### EXERCISE GOAL
Edit the lines from the one containing "Study the photograph above. Where on each instance of the picnic" through the end of the items, inclusive, by replacing "green foliage" with "leafy greenery" and leaving everything else unchanged. Return only those lines.

### Items listed in a dataset
━━━━
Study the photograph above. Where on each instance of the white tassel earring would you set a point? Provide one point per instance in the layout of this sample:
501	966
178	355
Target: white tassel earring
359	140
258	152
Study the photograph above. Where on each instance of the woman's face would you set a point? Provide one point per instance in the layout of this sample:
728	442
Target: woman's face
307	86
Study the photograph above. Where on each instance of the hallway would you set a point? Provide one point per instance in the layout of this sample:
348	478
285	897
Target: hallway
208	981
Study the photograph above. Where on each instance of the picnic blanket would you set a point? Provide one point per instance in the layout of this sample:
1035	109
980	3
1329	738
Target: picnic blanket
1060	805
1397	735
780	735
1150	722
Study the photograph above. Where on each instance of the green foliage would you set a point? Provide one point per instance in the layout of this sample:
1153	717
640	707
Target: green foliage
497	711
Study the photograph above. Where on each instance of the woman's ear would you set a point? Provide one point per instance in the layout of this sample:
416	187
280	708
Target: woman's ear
━━━━
### OUTPUT OF THE EXERCISE
Study the photograph above. Where on each instance of the picnic blanket would you set a point? Provide one point per instance in the layout of this sample:
1035	109
980	3
1329	738
Target: picnic blanket
1060	805
1397	735
780	735
1150	722
Study the photograph above. Where on each instance of the leafy greenery would you set a point? Provide one point per instance in the layout of this sample:
1153	717
640	707
Target: leafy greenery
497	711
Study the photograph above. Where on each instance of the woman's ear would you set a point? Provide one point per instance in the layout of this sample:
416	187
280	708
Target: woman's ear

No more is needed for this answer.